Excerpts from a point labeling dataset:
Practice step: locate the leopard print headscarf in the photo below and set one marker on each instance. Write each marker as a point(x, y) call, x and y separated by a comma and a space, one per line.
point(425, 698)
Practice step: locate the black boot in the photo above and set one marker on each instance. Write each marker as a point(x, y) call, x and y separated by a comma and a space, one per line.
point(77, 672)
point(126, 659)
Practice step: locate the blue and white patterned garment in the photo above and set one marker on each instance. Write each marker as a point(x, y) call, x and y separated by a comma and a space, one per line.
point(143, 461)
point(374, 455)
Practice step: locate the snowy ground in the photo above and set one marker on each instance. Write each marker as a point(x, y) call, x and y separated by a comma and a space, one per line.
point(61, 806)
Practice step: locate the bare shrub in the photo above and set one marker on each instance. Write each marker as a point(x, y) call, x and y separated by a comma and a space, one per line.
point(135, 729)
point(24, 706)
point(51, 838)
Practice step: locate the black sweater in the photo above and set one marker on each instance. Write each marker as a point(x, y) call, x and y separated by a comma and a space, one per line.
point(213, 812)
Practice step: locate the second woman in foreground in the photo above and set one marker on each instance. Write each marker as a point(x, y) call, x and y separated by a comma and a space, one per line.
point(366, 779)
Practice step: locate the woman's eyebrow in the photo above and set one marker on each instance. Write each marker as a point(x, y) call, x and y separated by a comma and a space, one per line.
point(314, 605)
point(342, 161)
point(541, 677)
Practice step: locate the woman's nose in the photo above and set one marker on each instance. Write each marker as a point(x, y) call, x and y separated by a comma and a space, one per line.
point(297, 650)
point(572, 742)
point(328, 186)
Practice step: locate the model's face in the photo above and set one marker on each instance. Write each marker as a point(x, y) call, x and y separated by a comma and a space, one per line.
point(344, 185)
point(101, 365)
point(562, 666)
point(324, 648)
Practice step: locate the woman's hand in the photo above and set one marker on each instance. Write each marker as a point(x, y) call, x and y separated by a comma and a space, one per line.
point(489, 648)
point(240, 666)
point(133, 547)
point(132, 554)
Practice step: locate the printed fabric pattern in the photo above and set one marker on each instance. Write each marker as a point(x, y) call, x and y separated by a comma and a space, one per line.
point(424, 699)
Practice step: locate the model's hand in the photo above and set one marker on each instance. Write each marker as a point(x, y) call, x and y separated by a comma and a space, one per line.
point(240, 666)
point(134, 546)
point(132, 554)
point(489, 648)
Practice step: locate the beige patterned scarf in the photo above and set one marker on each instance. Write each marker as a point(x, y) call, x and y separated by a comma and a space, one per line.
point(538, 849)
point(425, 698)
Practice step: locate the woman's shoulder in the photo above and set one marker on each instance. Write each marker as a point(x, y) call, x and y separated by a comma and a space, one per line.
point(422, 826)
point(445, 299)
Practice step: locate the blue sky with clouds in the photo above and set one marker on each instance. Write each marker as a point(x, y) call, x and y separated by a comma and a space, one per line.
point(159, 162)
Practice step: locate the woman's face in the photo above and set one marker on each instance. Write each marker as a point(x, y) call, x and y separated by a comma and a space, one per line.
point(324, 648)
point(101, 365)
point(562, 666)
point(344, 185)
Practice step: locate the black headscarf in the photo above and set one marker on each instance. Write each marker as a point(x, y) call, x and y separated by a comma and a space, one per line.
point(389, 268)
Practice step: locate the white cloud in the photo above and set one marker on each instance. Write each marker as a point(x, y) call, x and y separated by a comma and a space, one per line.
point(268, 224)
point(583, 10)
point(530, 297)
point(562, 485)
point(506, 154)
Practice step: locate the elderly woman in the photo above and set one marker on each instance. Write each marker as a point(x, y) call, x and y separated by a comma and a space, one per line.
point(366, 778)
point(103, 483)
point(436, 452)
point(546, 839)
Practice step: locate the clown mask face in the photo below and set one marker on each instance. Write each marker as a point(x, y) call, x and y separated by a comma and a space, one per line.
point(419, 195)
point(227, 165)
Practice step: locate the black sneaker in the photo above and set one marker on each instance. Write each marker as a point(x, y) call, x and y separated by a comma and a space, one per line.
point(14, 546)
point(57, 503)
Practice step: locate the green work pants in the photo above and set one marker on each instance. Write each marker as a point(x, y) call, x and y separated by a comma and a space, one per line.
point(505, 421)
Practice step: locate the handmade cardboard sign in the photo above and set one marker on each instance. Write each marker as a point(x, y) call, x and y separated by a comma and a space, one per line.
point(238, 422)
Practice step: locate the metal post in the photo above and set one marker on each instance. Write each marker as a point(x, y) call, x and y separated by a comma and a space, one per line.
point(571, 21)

#### Your goal
Retype the stretch of records from the line containing "Practice step: locate the woman's nose" through the line containing "point(328, 186)", character for character.

#### Solution to this exercise
Practice step: locate the woman's nose in the photo above and set one marker on each instance. Write each marker as a point(x, y) call, x and y separated by a comma and a space, one per line.
point(297, 650)
point(572, 742)
point(328, 186)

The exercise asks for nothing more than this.